[Given text]
# Streamer Leaders



## browntrout (Apr 27, 2008)

I have read that Kelly Galloup likes to use Maxima Chameleon 20# and Ultragreen 12# tied together for his streamer leader. I have read opinions that Chameleon can be visible and scare fish. Does anyone have a favorite brand (color) or leader material used for streamer fishing? Or should I just stay with clear mono?

Thanks---


----------



## DeadI (Sep 12, 2007)

I just use a piece of 8lb clear mono tied to the heave duty 20lb mono that is hooked directly to the fly line. Works great for me..


----------



## Grandpa D (Sep 7, 2007)

I just make a tapered leader with 4' of 20# mono tied to 3' of 15# mono, tied to 2' of 10# mono. I add about 2' of either 8# or 6# tippet to the 10# and that gives me a leader that's about 11' long.
I will use fluorocarbon tippet some of the time but usually just mono fly tippet.


----------



## blackdog (Sep 11, 2007)

I use the same leader as Galloup except just the regular Maxima ultragreen. About 20" of 20 lb. and 16" of 12 lb. Sometimes if I feel the need, I'll use 16" of 2x flouro instead of the 12 lb. A short leader so the sinking line actually makes your streamer sink.

Grandpa, doesn't having an 11' leader while streamer fishing just defeat the purpose of using a sink tip or sinking line.
[/Given text]
**Tasks for this exercise**
[A] In the streamer leader thread, what total leader length does Grandpa D's tapered leader come to?
[B] In the streamer leader thread, rewrite everything from "## blackdog (Sep" down to "or sinking line.", substituting "full-sink line" for "sinking line".
[Entries provided]
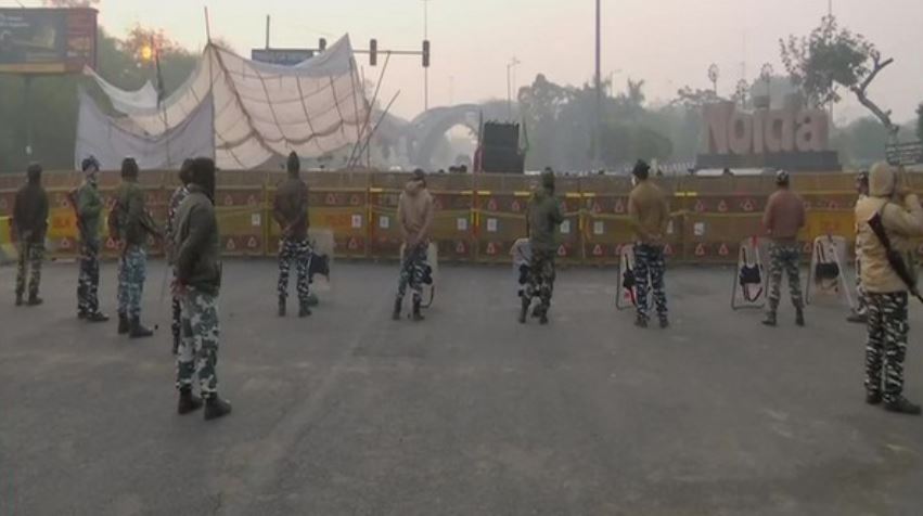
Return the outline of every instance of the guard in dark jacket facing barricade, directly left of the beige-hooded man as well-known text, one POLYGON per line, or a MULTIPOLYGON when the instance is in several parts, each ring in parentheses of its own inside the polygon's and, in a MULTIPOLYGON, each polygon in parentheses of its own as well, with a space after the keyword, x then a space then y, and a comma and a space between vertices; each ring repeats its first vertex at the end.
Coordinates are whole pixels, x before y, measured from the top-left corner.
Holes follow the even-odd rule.
POLYGON ((279 241, 279 317, 285 317, 285 300, 289 297, 289 274, 292 262, 298 273, 298 317, 311 314, 308 307, 310 284, 308 266, 311 258, 311 246, 308 244, 308 185, 298 176, 302 163, 294 152, 289 155, 285 165, 289 179, 279 184, 275 190, 275 201, 272 214, 282 238, 279 241))

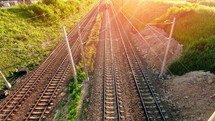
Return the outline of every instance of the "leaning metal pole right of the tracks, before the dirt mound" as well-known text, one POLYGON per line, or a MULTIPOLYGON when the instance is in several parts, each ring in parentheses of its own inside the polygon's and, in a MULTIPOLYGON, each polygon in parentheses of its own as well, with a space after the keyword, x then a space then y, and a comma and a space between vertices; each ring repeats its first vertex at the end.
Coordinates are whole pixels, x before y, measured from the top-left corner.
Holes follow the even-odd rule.
POLYGON ((166 59, 167 59, 167 55, 168 55, 168 52, 169 52, 170 43, 171 43, 171 40, 172 40, 172 33, 173 33, 173 30, 174 30, 174 27, 175 27, 175 20, 176 20, 176 18, 174 17, 173 22, 172 22, 172 27, 171 27, 171 30, 170 30, 170 34, 169 34, 169 38, 168 38, 168 42, 167 42, 167 46, 166 46, 166 51, 165 51, 162 67, 161 67, 161 73, 160 73, 159 77, 161 77, 163 75, 164 67, 166 65, 166 59))

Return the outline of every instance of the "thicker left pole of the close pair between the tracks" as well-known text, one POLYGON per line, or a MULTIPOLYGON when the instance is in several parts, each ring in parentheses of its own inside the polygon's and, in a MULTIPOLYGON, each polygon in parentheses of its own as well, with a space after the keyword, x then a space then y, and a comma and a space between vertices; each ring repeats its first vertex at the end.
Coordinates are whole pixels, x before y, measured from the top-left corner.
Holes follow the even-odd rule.
POLYGON ((64 38, 65 38, 65 41, 66 41, 66 46, 67 46, 67 51, 68 51, 68 54, 69 54, 69 59, 71 61, 73 77, 74 77, 75 82, 77 82, 77 73, 76 73, 76 69, 75 69, 75 63, 74 63, 72 52, 71 52, 71 49, 70 49, 70 45, 69 45, 69 41, 68 41, 65 26, 63 26, 63 33, 64 33, 64 38))

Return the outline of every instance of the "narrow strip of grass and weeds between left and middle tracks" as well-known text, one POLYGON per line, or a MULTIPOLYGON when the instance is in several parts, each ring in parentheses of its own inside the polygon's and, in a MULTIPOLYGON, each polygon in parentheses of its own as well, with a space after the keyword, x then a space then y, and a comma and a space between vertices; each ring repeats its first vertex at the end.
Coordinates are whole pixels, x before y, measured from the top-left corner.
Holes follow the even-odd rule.
MULTIPOLYGON (((84 52, 85 52, 85 59, 86 59, 86 67, 87 70, 90 73, 94 71, 94 62, 95 62, 95 55, 96 55, 96 47, 98 44, 98 33, 100 29, 100 24, 101 24, 101 18, 97 17, 97 20, 95 22, 95 25, 93 26, 91 33, 88 37, 88 42, 84 46, 84 52)), ((78 109, 78 104, 80 101, 80 92, 81 89, 79 87, 79 84, 81 84, 85 78, 85 72, 83 72, 83 60, 79 62, 79 64, 76 66, 77 70, 77 80, 78 83, 73 83, 71 82, 69 92, 71 93, 71 100, 72 103, 68 107, 68 120, 69 121, 75 121, 77 117, 80 117, 83 112, 82 110, 78 109)))

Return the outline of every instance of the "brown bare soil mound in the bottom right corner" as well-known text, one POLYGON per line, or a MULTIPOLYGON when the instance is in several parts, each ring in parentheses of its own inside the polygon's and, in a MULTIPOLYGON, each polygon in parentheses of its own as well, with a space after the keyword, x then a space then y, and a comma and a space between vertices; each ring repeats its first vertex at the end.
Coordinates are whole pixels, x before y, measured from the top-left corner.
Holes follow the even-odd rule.
POLYGON ((206 121, 215 111, 215 75, 195 71, 170 80, 161 85, 163 100, 177 110, 181 120, 206 121))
[/Entries provided]
**Task-by-task outputs**
[A] About 11 feet.

[B]
## blackdog (Sep 11, 2007)

I use the same leader as Galloup except just the regular Maxima ultragreen. About 20" of 20 lb. and 16" of 12 lb. Sometimes if I feel the need, I'll use 16" of 2x flouro instead of the 12 lb. A short leader so the full-sink line actually makes your streamer sink.

Grandpa, doesn't having an 11' leader while streamer fishing just defeat the purpose of using a sink tip or full-sink line.